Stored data
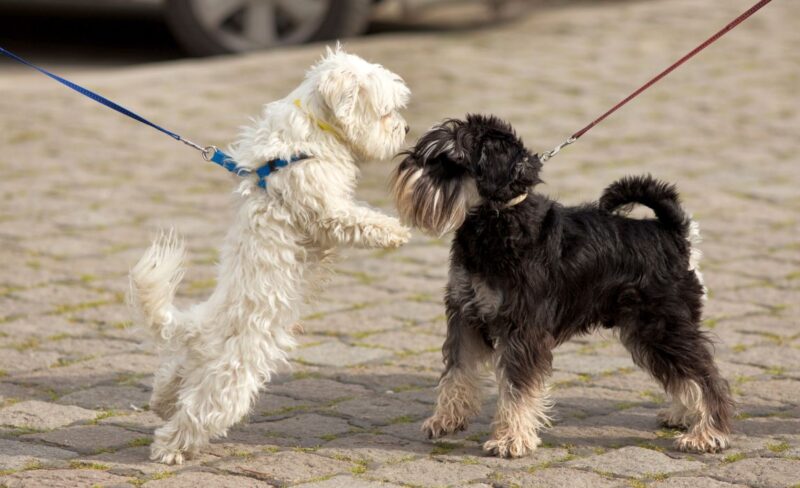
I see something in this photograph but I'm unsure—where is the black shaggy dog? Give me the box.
[392,115,733,457]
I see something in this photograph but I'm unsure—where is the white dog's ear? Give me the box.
[319,66,361,122]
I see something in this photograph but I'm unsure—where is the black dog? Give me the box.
[393,115,733,457]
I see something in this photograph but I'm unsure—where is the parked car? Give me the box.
[164,0,373,55]
[0,0,380,56]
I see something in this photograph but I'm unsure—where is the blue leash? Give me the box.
[0,47,309,188]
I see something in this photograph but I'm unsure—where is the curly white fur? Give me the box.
[130,47,410,464]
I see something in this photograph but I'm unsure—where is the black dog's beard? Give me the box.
[392,165,480,236]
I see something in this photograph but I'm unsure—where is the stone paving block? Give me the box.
[361,328,442,354]
[0,0,800,488]
[0,349,61,373]
[22,425,142,454]
[142,471,273,488]
[303,306,405,335]
[733,346,800,372]
[651,476,747,488]
[365,459,492,487]
[708,458,800,488]
[317,434,431,464]
[58,386,150,411]
[270,378,370,402]
[503,468,630,488]
[297,476,401,488]
[567,447,705,477]
[215,451,353,485]
[331,395,429,426]
[0,400,98,430]
[553,354,636,375]
[246,413,351,438]
[0,469,131,488]
[291,342,391,367]
[0,439,78,472]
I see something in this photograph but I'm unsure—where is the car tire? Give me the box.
[165,0,373,56]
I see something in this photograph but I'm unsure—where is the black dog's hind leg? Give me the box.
[483,325,555,457]
[621,309,733,452]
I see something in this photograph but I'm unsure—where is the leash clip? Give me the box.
[539,136,578,163]
[200,146,219,161]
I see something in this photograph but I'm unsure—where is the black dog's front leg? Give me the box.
[422,286,492,438]
[483,325,555,457]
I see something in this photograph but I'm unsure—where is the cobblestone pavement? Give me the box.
[0,0,800,488]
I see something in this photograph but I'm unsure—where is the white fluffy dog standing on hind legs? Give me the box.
[131,48,410,464]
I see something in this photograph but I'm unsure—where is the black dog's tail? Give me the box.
[599,175,690,236]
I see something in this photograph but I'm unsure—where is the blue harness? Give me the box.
[0,47,311,188]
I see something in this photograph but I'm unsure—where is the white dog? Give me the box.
[131,47,410,464]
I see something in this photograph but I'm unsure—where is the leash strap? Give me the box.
[0,47,309,188]
[539,0,772,163]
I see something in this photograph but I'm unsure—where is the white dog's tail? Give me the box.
[128,230,186,341]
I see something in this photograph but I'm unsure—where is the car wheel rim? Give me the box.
[191,0,333,51]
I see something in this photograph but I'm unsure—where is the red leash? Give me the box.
[539,0,772,162]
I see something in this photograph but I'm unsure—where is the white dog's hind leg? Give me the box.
[128,231,186,340]
[150,350,268,464]
[150,356,184,420]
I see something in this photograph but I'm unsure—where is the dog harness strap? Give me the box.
[0,47,290,188]
[539,0,772,162]
[208,146,310,188]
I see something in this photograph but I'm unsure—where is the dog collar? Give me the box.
[505,192,528,208]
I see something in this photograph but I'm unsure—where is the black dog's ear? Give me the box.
[414,119,468,166]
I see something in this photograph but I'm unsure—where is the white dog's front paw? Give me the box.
[375,217,411,248]
[150,441,184,464]
[483,431,542,458]
[383,224,411,248]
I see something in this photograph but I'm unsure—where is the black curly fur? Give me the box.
[395,115,732,450]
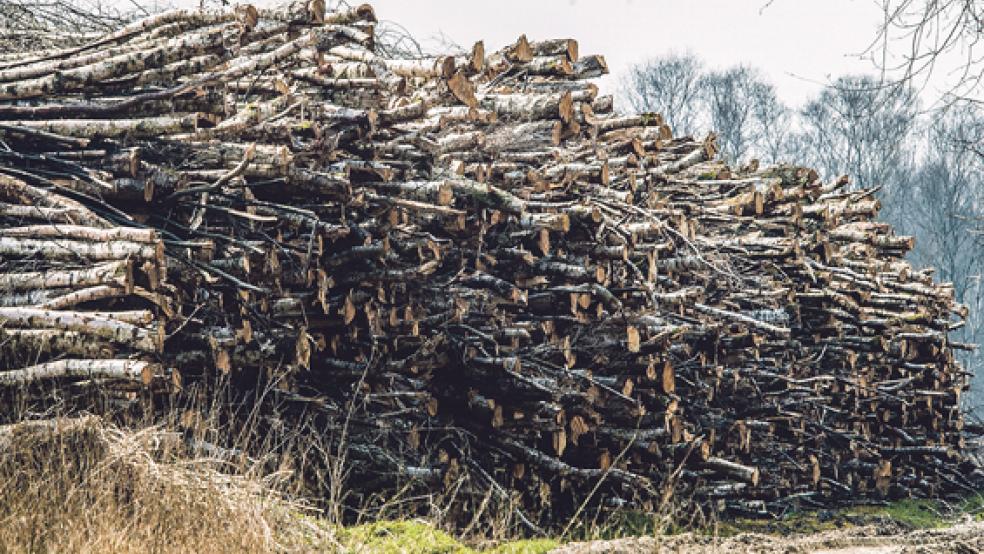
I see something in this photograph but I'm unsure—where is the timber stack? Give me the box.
[0,0,981,527]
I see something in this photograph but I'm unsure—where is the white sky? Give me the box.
[160,0,942,108]
[358,0,882,106]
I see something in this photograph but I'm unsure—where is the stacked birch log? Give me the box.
[0,0,980,527]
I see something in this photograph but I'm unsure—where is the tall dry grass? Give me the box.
[0,416,337,553]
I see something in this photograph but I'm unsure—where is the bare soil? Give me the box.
[550,521,984,554]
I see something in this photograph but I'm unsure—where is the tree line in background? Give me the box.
[620,54,984,408]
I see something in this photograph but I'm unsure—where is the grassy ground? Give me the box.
[0,418,984,554]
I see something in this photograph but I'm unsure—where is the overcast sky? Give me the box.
[356,0,882,105]
[160,0,952,107]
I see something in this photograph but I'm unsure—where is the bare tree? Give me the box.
[622,53,703,135]
[751,78,795,163]
[867,0,984,105]
[899,106,984,405]
[699,66,789,163]
[799,76,919,200]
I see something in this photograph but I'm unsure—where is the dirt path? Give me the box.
[551,522,984,554]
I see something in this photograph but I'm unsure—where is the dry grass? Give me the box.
[0,417,337,553]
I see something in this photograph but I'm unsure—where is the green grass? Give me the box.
[314,493,984,554]
[339,520,472,554]
[338,520,560,554]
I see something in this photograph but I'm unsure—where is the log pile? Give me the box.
[0,0,980,527]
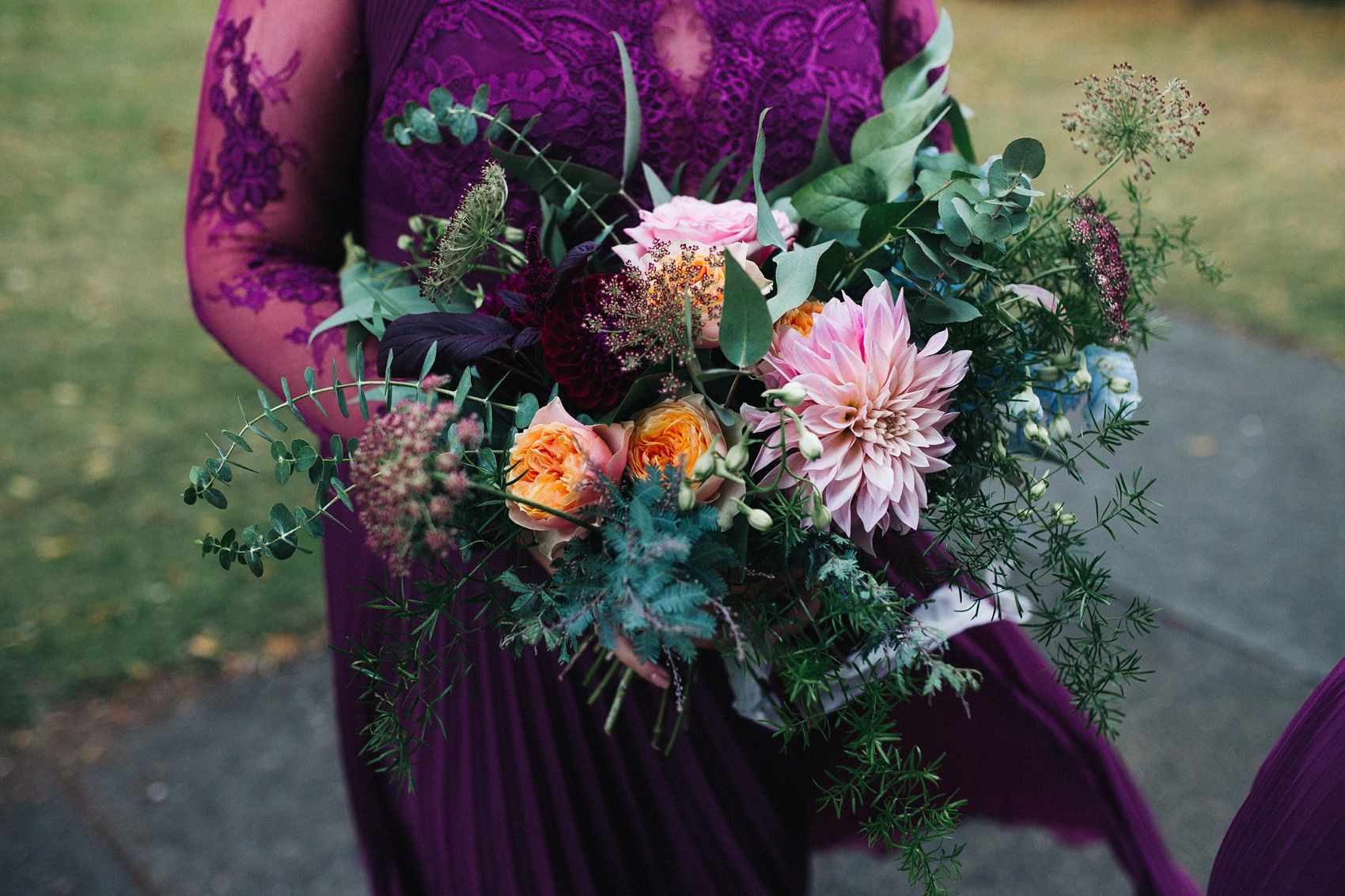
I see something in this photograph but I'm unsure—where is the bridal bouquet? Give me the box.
[186,19,1218,887]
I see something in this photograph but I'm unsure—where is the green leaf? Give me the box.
[640,161,672,209]
[206,457,234,482]
[1003,138,1047,178]
[294,507,324,538]
[513,391,540,429]
[882,11,953,109]
[267,529,294,560]
[271,503,297,541]
[752,106,784,251]
[765,240,835,323]
[765,96,841,202]
[446,106,480,146]
[406,106,444,142]
[612,31,640,184]
[939,192,972,248]
[794,164,886,230]
[720,253,775,367]
[290,439,319,472]
[332,476,355,510]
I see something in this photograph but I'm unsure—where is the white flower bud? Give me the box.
[763,380,809,407]
[747,507,775,531]
[724,443,749,472]
[1047,413,1074,441]
[691,451,718,480]
[794,421,822,460]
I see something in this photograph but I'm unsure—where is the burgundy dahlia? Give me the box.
[1070,196,1130,343]
[542,274,639,412]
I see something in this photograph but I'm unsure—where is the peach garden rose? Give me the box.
[627,395,744,506]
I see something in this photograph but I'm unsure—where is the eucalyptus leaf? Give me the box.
[720,253,775,367]
[1003,138,1047,178]
[640,161,672,209]
[513,391,540,429]
[612,31,640,183]
[794,164,886,230]
[882,11,953,109]
[752,106,786,251]
[765,96,841,202]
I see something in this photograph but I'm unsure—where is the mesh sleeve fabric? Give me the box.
[186,0,366,434]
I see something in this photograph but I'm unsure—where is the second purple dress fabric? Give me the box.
[187,0,1195,896]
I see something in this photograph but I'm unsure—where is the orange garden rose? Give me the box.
[506,399,631,560]
[627,395,744,513]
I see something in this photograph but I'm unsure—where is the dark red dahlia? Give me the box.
[542,274,639,413]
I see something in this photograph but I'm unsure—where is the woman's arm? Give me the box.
[186,0,366,436]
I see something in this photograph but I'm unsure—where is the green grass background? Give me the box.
[0,0,1345,728]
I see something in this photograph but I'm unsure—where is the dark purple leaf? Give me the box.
[549,240,599,297]
[378,312,515,378]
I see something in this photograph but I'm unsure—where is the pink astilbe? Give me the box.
[1070,196,1130,345]
[742,284,971,551]
[351,401,482,576]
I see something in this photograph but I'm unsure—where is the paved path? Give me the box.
[0,312,1345,896]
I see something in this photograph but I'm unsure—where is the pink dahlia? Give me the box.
[742,284,971,551]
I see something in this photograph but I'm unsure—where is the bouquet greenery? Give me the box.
[184,17,1220,892]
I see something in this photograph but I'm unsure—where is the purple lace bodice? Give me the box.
[186,0,935,438]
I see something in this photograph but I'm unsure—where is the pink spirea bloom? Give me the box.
[612,196,799,263]
[742,284,971,551]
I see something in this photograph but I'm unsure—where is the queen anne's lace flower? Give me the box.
[742,284,971,550]
[351,401,482,576]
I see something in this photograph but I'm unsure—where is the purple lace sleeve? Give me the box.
[186,0,366,438]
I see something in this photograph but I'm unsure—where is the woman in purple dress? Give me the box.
[186,0,1195,896]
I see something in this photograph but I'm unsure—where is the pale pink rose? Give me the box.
[613,196,799,263]
[636,242,774,349]
[742,282,971,553]
[505,399,631,560]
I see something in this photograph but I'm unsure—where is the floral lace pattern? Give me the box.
[365,0,882,229]
[190,17,304,238]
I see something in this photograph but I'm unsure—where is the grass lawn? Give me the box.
[0,0,1345,728]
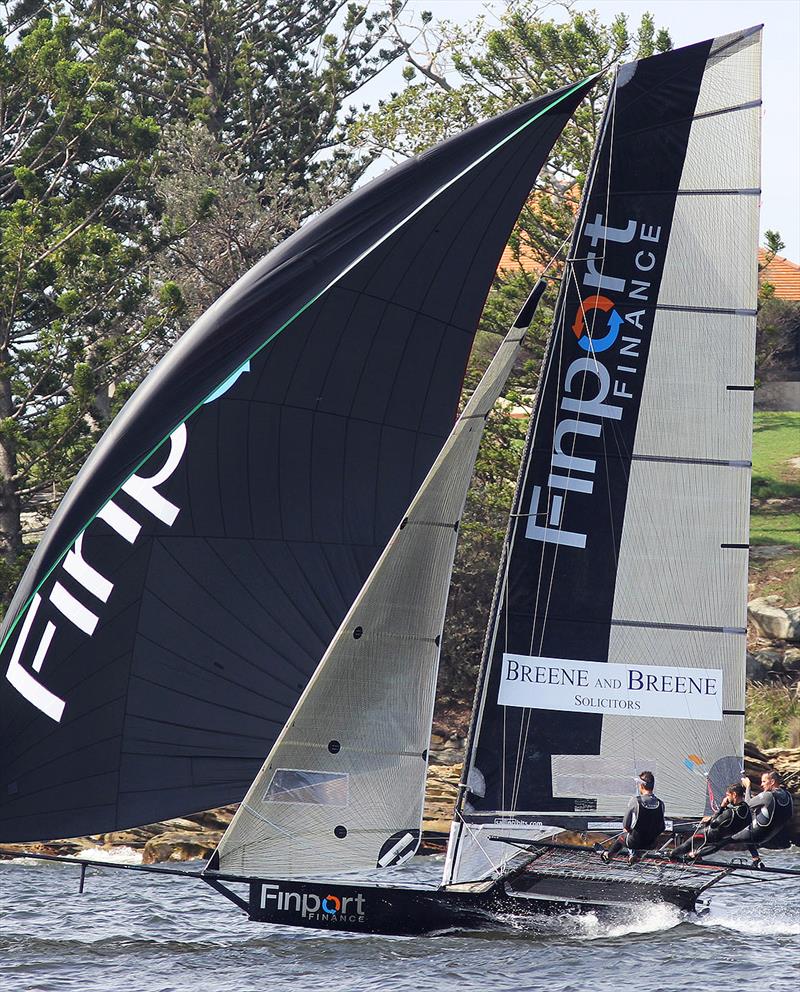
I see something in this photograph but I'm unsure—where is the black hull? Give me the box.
[239,872,698,936]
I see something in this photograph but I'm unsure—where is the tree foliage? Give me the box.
[0,0,402,608]
[0,5,158,571]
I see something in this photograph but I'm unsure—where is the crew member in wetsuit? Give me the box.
[703,771,794,868]
[601,772,665,864]
[672,782,750,858]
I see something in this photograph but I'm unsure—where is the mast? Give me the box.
[445,29,760,881]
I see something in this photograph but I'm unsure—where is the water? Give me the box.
[0,848,800,992]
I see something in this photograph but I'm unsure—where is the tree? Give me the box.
[756,231,800,384]
[0,5,157,589]
[0,0,402,612]
[76,0,403,344]
[351,0,672,704]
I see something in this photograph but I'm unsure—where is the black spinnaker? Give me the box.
[0,78,593,841]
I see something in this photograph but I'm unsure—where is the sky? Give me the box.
[364,0,800,263]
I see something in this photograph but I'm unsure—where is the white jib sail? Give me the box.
[217,306,536,876]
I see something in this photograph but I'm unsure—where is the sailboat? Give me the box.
[0,28,788,933]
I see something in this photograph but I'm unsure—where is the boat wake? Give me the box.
[496,903,686,940]
[693,902,800,937]
[75,847,142,865]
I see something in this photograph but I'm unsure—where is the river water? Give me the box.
[0,848,800,992]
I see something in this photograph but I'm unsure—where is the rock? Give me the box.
[100,823,164,851]
[783,648,800,672]
[142,830,222,865]
[747,596,800,642]
[184,803,239,830]
[754,648,783,672]
[745,651,767,682]
[786,606,800,643]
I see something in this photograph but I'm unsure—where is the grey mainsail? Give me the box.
[445,29,760,881]
[212,287,543,877]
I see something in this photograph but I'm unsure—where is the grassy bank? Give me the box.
[750,410,800,552]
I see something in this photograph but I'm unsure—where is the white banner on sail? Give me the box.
[497,654,722,720]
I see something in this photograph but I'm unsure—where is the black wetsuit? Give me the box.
[608,793,665,857]
[703,786,794,858]
[674,799,751,854]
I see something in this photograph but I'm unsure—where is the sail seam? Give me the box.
[620,100,763,138]
[631,454,753,468]
[611,617,747,634]
[610,186,762,199]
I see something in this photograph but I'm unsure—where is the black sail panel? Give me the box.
[454,29,760,879]
[0,80,592,841]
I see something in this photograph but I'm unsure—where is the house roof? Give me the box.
[758,248,800,300]
[498,244,800,300]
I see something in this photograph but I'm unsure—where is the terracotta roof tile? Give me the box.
[498,246,800,300]
[758,248,800,300]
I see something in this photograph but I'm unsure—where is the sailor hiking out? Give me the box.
[692,771,794,867]
[672,782,751,858]
[601,772,665,863]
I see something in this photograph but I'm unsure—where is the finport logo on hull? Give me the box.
[260,882,366,924]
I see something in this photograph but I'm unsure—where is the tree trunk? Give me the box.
[0,364,22,565]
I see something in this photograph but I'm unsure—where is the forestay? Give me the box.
[445,29,760,880]
[211,296,530,877]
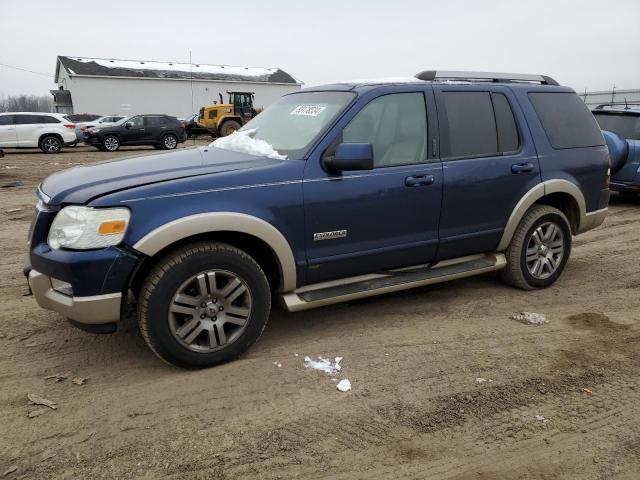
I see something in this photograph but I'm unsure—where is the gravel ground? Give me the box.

** Brief **
Render the lines from the line containing "black hull? Give me the box." up to and including the line containing "[364,0,800,263]" as a numbered list, omitting any blank lines.

** Correct answer **
1. I see something in this photograph but I'm unsure—where is the black hull? Give me the box.
2. [239,872,698,936]
3. I see something in this photograph but I'm unsure—where is the tree foliage? Give me the box.
4. [0,0,402,608]
5. [0,5,158,571]
6. I see something in this photograph but I'm unsure—where is the crew member in wetsuit? Give me the box.
7. [703,771,794,868]
8. [601,772,665,864]
9. [672,782,750,858]
10. I see something in this photograph but I'm unsure—where is the mast? Give me the box.
11. [445,29,760,881]
12. I see something in this photograph but I'm unsure—where is the water? Give me the box.
13. [0,848,800,992]
14. I see something in this photograph but I'm unsure—where is the tree? Give me the box.
15. [756,231,800,384]
16. [0,5,157,589]
17. [0,0,402,612]
18. [76,0,403,344]
19. [351,0,672,704]
20. I see something in this photograph but I'm unsure—where is the black spinnaker? Give me the box.
21. [0,78,593,841]
22. I see something in this photograph but I'm unsure—where is the sky? Give me the box.
23. [364,0,800,263]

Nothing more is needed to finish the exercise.